SOURCE TEXT:
= Beginning of Section =

The Cuban government has announced that it will allow foreign investment in wholesale and retail businesses, in an attempt to solve the country’s chronic shortages.
“In the face of the strong restrictions we are facing, foreign investment in wholesale and retail trade, with state regulation, will make it possible to expand and diversify the offer to the population and contribute to the restoration of the national industry,” Economy Minister Alejandro Gil tweeted on Tuesday.
The Cuban government will, however, retain its monopoly on foreign trade.
Until now, foreign investments in Cuba were only allowed in the production of goods, services, as well as in a few sectors of activity such as the hotel industry.
Under the new measures, wholesale businesses may be 100% owned by private investors, but retail businesses will remain subject to the island’s mixed economy regime, in which the state must retain a participation.
Controlled by the state, the commercial sector in Cuba has great difficulty in capturing foreign currency and obtaining supplies. Cubans are forced to stand in long lines to buy food and other basic necessities in Cuban pesos in state stores where supply is very limited.

= End of Section =

SUPPLIED MATERIAL:
= Beginning of Section =

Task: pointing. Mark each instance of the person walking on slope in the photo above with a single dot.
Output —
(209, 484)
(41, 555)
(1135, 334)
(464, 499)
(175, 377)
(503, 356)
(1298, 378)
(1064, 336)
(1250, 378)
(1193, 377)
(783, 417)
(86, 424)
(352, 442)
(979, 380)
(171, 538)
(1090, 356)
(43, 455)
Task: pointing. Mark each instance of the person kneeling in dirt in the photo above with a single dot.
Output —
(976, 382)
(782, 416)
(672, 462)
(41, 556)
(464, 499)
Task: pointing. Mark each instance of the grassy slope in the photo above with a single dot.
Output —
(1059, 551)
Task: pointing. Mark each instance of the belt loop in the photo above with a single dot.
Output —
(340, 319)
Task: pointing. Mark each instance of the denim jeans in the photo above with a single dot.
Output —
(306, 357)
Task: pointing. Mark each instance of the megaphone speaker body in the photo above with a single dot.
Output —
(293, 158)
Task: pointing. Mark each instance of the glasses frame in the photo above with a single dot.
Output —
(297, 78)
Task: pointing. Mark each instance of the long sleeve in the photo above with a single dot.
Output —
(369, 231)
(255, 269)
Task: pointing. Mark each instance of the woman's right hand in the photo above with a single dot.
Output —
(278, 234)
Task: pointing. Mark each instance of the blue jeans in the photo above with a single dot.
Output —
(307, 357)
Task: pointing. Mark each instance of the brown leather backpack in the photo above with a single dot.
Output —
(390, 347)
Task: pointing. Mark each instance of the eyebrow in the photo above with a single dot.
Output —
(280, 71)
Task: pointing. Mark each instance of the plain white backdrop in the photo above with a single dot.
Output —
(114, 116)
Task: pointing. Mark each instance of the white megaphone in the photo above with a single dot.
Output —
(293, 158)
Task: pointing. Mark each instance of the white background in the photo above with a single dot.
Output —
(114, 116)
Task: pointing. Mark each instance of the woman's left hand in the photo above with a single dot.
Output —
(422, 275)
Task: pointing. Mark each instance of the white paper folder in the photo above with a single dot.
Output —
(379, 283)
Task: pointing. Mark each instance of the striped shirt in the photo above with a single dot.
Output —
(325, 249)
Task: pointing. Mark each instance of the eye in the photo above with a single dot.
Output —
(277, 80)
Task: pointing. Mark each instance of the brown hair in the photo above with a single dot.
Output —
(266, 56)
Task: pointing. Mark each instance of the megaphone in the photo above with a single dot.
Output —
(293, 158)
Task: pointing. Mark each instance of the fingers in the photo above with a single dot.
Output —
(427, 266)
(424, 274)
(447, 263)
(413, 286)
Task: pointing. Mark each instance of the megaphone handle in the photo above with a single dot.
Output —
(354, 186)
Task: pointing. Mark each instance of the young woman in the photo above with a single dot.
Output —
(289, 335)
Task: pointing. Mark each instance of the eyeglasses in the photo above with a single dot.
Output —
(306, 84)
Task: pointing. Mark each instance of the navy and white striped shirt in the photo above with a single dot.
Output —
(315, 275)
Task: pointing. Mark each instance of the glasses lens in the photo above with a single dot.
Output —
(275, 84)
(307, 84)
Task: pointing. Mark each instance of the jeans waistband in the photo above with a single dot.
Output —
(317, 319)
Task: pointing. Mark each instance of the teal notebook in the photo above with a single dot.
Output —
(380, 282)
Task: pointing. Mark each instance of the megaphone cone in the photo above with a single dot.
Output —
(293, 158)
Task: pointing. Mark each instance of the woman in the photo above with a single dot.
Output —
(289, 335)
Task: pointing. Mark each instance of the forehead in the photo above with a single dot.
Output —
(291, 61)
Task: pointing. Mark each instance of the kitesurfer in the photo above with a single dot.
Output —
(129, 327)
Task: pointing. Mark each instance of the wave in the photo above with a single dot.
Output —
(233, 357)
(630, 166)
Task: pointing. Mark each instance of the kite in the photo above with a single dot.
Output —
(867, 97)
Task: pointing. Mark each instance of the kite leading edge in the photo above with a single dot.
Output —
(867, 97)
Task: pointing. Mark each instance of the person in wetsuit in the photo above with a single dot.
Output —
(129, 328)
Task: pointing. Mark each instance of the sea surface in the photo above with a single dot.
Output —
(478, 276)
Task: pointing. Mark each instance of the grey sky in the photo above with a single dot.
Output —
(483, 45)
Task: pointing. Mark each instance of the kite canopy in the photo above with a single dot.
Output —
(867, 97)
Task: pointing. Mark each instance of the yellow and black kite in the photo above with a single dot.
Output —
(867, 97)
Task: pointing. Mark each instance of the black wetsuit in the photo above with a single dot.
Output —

= End of Section =

PARTS OF THE EXERCISE:
1. Translate this sentence from the text about foreign investment in Cuban trade into Spanish: "The Cuban government will, however, retain its monopoly on foreign trade."
2. Please pick up the text about foreign investment in Cuban trade after its last sentence and continue it.
The records are separate from the text about foreign investment in Cuban trade.

ANSWERS TO THE EXERCISES:
1. Sin embargo, el gobierno cubano mantendrá su monopolio sobre el comercio exterior.

2.
Stores where it is possible to pay in dollars started operating in 2019. The offer there was generally wider, but their shelves also began to empty in recent months due to shortages.
This situation favors the black market and feeds the inflationary spiral. In 2021, consumer prices had thus increased by 70% over one year, according to official figures.
In August 2021, the Cuban government had already authorized small and medium private enterprises, ending 52 years of state monopoly.
Cuba is currently going through its worst economic crisis in thirty years, aggravated by the pandemic and by the embargo imposed on the island by the United States for sixty years.